Object pointing dataset rows
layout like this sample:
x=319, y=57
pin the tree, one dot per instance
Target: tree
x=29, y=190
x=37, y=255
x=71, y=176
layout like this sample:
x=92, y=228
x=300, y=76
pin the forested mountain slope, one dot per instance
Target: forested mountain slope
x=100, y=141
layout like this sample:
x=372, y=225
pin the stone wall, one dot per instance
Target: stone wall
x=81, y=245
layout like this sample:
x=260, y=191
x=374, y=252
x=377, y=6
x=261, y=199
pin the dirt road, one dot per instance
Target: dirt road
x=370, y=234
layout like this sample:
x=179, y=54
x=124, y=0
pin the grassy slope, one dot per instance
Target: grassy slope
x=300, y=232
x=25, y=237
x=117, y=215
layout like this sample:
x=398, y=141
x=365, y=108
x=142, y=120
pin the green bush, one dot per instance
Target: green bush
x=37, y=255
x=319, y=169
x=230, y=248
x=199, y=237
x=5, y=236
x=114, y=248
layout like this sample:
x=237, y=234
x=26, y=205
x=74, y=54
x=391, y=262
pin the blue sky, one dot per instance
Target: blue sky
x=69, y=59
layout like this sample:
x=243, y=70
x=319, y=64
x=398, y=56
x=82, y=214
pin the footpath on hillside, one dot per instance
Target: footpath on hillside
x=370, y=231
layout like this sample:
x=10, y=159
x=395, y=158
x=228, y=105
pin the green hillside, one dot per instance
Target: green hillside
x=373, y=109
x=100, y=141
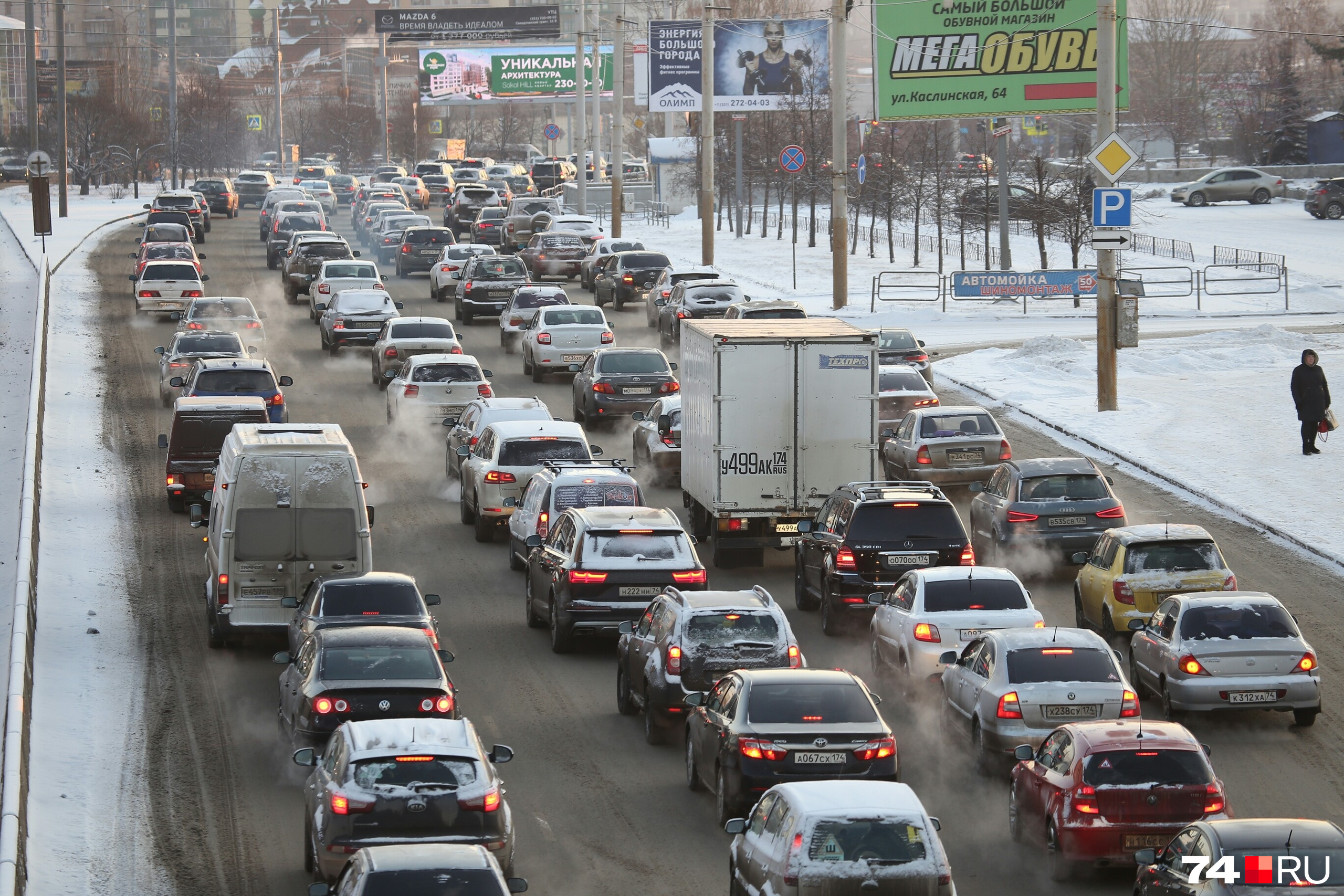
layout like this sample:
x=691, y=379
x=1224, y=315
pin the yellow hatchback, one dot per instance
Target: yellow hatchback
x=1135, y=568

Objective: Copy the records again, requests included, starting at the top and ending after the line that contains "x=370, y=231". In the answers, increase every x and y coordinate by 84, but leave the coordinates in the layout samples unchanged.

Written response:
layout like this sample:
x=319, y=57
pin the tree, one dot per instance
Target: tree
x=113, y=274
x=121, y=339
x=155, y=260
layout like this sample:
x=92, y=228
x=300, y=76
pin the forested mountain slope, one dot per instance
Target: forested mountain slope
x=184, y=225
layout like this sample:
x=372, y=225
pin the stone wall, one dot per instance
Target: stone wall
x=165, y=329
layout like this sample:
x=260, y=191
x=374, y=252
x=377, y=6
x=261, y=199
pin the dirt road, one dot per instance
Target: dirt road
x=454, y=318
layout like this sample:
x=179, y=54
x=124, y=0
pin the grassy slope, one dot per instance
Target: grassy slope
x=384, y=316
x=109, y=321
x=201, y=299
layout like this sample:
x=398, y=141
x=365, y=108
x=142, y=120
pin the green bush, one dot per instance
Target: green bush
x=121, y=339
x=403, y=253
x=314, y=332
x=283, y=321
x=89, y=320
x=198, y=332
layout like this sample:
x=237, y=234
x=26, y=205
x=74, y=54
x=391, y=262
pin the blue sky, one dot per instance
Target: blue sky
x=153, y=143
layout like this sample:
x=243, y=70
x=319, y=64
x=398, y=56
x=82, y=214
pin the footpath on hillside, one dot per instance
Target: footpath on hillside
x=454, y=315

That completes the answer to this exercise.